## [STATED TASK]
Return the entries below word for word, from their first line through the line holding "<point>469,184</point>", both ends included. Omit the pictures from your answer.

## [PROVIDED DATA]
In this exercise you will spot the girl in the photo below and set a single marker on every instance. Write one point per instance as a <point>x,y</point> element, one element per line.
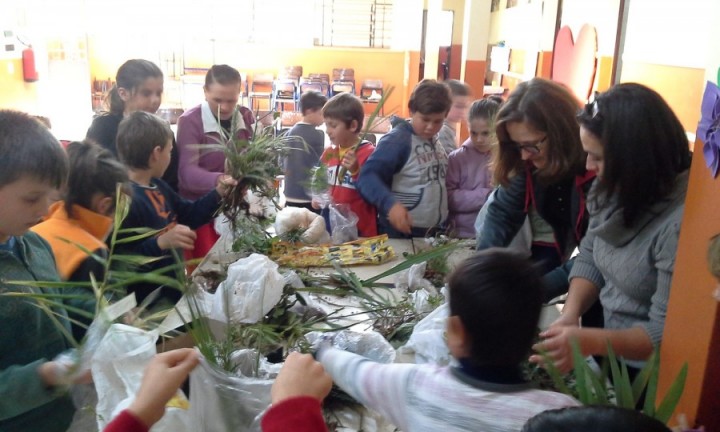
<point>84,217</point>
<point>468,178</point>
<point>200,166</point>
<point>639,150</point>
<point>138,87</point>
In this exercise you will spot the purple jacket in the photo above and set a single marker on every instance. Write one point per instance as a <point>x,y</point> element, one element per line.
<point>199,168</point>
<point>469,184</point>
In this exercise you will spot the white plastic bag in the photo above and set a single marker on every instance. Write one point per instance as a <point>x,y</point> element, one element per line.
<point>427,340</point>
<point>221,401</point>
<point>291,218</point>
<point>118,367</point>
<point>253,287</point>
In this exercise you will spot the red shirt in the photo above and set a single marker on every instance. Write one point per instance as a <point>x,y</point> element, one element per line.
<point>343,190</point>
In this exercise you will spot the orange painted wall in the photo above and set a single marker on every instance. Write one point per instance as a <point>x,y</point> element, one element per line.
<point>16,93</point>
<point>692,323</point>
<point>681,87</point>
<point>389,66</point>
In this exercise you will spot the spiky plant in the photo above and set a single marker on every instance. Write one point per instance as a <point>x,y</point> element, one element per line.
<point>254,164</point>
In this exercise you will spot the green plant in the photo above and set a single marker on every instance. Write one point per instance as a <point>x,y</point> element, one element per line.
<point>594,389</point>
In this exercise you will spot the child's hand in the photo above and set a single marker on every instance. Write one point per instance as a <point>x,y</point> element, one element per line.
<point>162,378</point>
<point>179,236</point>
<point>350,162</point>
<point>301,375</point>
<point>400,218</point>
<point>224,183</point>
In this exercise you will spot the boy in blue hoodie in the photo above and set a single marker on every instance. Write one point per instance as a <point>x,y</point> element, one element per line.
<point>404,178</point>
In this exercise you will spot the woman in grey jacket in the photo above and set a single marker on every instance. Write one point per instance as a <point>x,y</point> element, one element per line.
<point>639,150</point>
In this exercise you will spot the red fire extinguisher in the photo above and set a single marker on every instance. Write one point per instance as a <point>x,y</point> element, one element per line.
<point>29,70</point>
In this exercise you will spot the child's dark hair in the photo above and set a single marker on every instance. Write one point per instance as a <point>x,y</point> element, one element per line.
<point>485,109</point>
<point>138,135</point>
<point>593,419</point>
<point>430,97</point>
<point>223,75</point>
<point>312,100</point>
<point>93,170</point>
<point>130,76</point>
<point>496,293</point>
<point>458,88</point>
<point>345,107</point>
<point>27,148</point>
<point>644,146</point>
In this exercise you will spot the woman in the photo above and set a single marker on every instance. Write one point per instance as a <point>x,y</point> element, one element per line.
<point>639,150</point>
<point>540,169</point>
<point>200,165</point>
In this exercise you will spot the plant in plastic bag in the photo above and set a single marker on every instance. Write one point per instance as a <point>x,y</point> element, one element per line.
<point>254,163</point>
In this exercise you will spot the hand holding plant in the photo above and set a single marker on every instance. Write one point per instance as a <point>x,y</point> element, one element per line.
<point>400,219</point>
<point>179,236</point>
<point>224,184</point>
<point>301,375</point>
<point>350,162</point>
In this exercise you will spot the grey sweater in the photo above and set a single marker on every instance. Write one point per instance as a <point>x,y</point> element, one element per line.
<point>633,266</point>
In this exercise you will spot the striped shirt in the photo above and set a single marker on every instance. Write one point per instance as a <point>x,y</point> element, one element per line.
<point>432,398</point>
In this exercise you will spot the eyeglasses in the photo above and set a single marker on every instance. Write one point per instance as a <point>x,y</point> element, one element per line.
<point>530,147</point>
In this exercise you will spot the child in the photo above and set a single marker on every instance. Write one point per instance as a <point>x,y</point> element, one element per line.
<point>198,130</point>
<point>344,116</point>
<point>460,95</point>
<point>33,166</point>
<point>296,394</point>
<point>495,304</point>
<point>83,219</point>
<point>138,87</point>
<point>144,145</point>
<point>304,155</point>
<point>405,177</point>
<point>469,180</point>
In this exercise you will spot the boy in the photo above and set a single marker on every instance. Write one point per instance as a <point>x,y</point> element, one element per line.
<point>344,116</point>
<point>33,166</point>
<point>144,144</point>
<point>405,176</point>
<point>304,156</point>
<point>495,304</point>
<point>460,95</point>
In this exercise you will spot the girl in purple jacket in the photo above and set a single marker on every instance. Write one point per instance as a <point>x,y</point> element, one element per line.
<point>468,178</point>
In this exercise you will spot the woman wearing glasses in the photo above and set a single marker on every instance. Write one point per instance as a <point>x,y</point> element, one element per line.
<point>639,150</point>
<point>540,168</point>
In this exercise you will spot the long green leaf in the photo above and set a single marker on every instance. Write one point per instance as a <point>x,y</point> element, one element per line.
<point>415,259</point>
<point>621,381</point>
<point>641,380</point>
<point>581,373</point>
<point>672,397</point>
<point>651,393</point>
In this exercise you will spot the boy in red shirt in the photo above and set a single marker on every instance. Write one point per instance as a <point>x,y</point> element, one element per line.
<point>344,116</point>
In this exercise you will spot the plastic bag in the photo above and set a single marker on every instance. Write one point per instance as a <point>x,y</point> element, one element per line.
<point>343,223</point>
<point>522,242</point>
<point>253,287</point>
<point>413,279</point>
<point>118,367</point>
<point>222,401</point>
<point>369,344</point>
<point>427,340</point>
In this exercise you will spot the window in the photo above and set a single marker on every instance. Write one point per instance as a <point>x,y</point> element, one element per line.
<point>355,23</point>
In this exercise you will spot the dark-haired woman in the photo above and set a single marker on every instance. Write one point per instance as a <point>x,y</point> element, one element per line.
<point>639,150</point>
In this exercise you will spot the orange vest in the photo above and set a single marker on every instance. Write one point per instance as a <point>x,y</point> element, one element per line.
<point>86,228</point>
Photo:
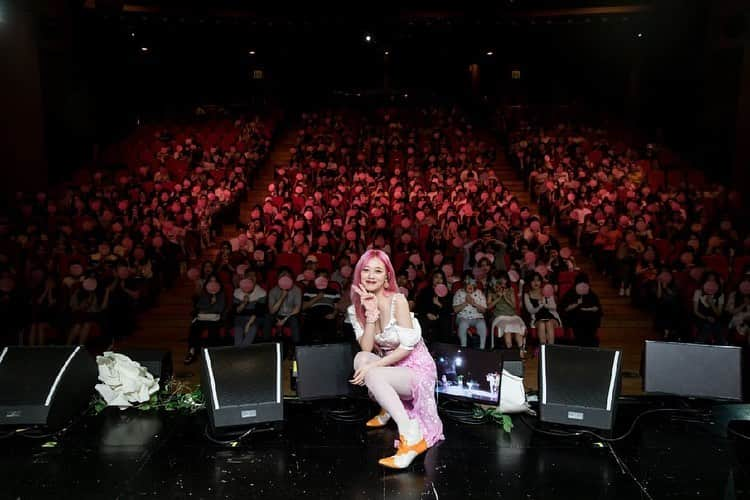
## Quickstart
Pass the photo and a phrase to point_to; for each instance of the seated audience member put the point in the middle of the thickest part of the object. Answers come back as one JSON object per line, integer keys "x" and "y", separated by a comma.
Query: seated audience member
{"x": 209, "y": 315}
{"x": 434, "y": 309}
{"x": 284, "y": 306}
{"x": 708, "y": 308}
{"x": 319, "y": 308}
{"x": 583, "y": 312}
{"x": 470, "y": 304}
{"x": 502, "y": 303}
{"x": 542, "y": 309}
{"x": 250, "y": 306}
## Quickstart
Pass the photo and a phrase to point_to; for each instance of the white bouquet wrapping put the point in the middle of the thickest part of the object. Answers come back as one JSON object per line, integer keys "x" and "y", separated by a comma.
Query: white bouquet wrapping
{"x": 125, "y": 381}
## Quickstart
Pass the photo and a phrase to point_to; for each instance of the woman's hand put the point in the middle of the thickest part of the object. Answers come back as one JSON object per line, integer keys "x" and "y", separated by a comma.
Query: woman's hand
{"x": 368, "y": 299}
{"x": 359, "y": 375}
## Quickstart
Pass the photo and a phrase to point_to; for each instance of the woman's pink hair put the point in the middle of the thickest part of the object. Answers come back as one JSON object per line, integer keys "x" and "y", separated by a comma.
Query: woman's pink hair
{"x": 357, "y": 279}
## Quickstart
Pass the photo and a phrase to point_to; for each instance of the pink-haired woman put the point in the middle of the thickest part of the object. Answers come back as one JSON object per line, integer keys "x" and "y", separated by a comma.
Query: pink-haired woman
{"x": 394, "y": 364}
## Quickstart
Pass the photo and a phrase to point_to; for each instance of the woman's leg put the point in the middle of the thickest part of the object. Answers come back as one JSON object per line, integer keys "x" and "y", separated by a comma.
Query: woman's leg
{"x": 238, "y": 330}
{"x": 388, "y": 385}
{"x": 74, "y": 332}
{"x": 42, "y": 329}
{"x": 541, "y": 332}
{"x": 551, "y": 325}
{"x": 251, "y": 333}
{"x": 463, "y": 325}
{"x": 508, "y": 340}
{"x": 481, "y": 326}
{"x": 85, "y": 333}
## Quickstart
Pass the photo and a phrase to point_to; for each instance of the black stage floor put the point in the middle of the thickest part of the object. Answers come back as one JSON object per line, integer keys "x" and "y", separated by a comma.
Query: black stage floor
{"x": 146, "y": 455}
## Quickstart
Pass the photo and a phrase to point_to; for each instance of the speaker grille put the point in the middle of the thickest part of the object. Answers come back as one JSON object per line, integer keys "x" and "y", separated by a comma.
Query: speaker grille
{"x": 246, "y": 376}
{"x": 30, "y": 390}
{"x": 578, "y": 377}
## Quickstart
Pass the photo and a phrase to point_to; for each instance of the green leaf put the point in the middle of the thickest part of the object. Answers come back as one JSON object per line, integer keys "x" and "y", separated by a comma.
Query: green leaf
{"x": 507, "y": 424}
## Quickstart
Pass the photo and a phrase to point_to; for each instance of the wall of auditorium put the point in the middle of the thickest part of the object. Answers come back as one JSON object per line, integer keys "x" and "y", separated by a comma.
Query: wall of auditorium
{"x": 22, "y": 149}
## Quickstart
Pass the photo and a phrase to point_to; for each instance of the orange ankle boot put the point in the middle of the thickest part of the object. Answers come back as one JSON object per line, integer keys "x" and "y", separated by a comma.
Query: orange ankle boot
{"x": 409, "y": 447}
{"x": 378, "y": 420}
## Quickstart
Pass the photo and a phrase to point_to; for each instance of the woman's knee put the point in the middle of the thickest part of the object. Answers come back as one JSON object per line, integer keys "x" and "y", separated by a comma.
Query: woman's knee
{"x": 361, "y": 359}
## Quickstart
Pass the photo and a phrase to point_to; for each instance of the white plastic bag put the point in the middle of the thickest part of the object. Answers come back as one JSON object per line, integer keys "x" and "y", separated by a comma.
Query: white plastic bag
{"x": 512, "y": 395}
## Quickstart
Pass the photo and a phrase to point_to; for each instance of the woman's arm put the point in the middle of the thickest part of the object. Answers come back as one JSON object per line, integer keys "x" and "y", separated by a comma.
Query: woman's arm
{"x": 481, "y": 305}
{"x": 528, "y": 306}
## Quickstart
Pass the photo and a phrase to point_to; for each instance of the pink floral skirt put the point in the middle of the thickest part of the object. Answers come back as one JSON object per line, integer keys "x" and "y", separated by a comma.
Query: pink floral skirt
{"x": 422, "y": 405}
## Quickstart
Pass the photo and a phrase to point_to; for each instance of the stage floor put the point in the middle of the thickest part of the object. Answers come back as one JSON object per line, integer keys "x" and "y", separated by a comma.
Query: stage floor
{"x": 142, "y": 455}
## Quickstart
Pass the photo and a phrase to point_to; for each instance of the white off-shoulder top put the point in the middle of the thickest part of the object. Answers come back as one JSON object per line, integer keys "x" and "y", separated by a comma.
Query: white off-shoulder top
{"x": 393, "y": 335}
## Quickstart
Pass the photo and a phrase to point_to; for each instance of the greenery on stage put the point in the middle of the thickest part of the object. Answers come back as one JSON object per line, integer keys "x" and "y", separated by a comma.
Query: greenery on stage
{"x": 493, "y": 414}
{"x": 174, "y": 396}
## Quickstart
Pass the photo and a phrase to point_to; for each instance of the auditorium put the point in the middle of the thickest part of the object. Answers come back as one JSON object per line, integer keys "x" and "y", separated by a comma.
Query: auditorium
{"x": 430, "y": 250}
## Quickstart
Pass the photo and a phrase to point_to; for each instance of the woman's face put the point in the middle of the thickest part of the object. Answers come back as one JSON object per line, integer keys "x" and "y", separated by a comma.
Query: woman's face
{"x": 373, "y": 275}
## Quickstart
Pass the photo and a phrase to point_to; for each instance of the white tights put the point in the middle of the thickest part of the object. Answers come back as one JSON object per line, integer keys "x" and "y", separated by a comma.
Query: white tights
{"x": 388, "y": 385}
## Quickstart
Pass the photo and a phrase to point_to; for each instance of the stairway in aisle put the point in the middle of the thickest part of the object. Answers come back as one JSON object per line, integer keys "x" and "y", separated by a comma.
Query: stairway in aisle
{"x": 166, "y": 325}
{"x": 623, "y": 326}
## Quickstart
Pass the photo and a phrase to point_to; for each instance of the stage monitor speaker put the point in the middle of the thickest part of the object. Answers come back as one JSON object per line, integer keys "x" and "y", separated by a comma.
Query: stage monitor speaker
{"x": 512, "y": 362}
{"x": 324, "y": 371}
{"x": 693, "y": 370}
{"x": 242, "y": 385}
{"x": 44, "y": 386}
{"x": 158, "y": 363}
{"x": 579, "y": 385}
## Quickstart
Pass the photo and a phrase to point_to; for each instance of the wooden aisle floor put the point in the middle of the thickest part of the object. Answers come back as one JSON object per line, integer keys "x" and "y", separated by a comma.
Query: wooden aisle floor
{"x": 166, "y": 325}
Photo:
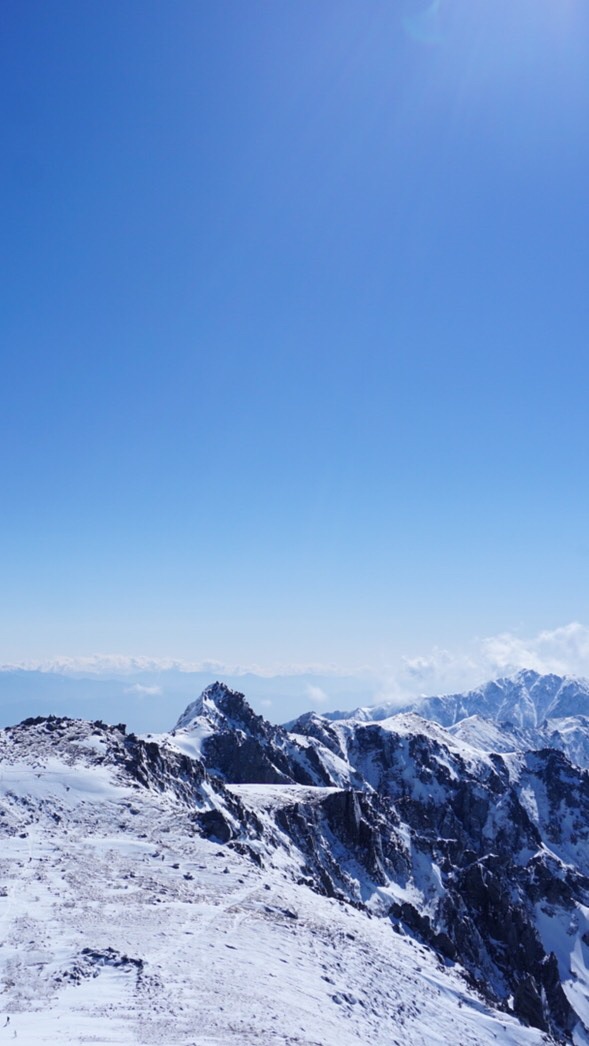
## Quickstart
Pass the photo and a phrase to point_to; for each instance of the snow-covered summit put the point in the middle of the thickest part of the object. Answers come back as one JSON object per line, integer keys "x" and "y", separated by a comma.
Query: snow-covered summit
{"x": 218, "y": 702}
{"x": 524, "y": 700}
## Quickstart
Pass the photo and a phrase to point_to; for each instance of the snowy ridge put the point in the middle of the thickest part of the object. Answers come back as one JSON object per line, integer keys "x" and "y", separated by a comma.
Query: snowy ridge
{"x": 370, "y": 883}
{"x": 527, "y": 710}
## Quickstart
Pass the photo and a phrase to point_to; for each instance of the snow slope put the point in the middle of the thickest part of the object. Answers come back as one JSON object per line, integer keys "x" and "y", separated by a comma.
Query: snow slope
{"x": 121, "y": 924}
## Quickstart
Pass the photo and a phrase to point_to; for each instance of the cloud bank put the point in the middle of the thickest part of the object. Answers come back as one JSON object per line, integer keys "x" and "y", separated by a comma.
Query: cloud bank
{"x": 563, "y": 651}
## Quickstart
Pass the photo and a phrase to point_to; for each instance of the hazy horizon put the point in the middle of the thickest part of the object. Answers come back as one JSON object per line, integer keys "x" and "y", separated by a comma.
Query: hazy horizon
{"x": 294, "y": 335}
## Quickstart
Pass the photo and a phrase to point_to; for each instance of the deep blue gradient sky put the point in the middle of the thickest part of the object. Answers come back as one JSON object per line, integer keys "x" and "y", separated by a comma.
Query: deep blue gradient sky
{"x": 294, "y": 325}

## [TASK OUTPUT]
In this exercise you will spot the girl in the photo below and set a single marker on every instance. Write one point per instance as a <point>x,y</point> element, one element per line.
<point>84,217</point>
<point>468,178</point>
<point>200,166</point>
<point>639,150</point>
<point>138,87</point>
In this exercise you will spot the purple jacket in the photo above and set a single marker on every instance. Write one point per instance as a <point>x,y</point> element, one element per line.
<point>199,168</point>
<point>469,184</point>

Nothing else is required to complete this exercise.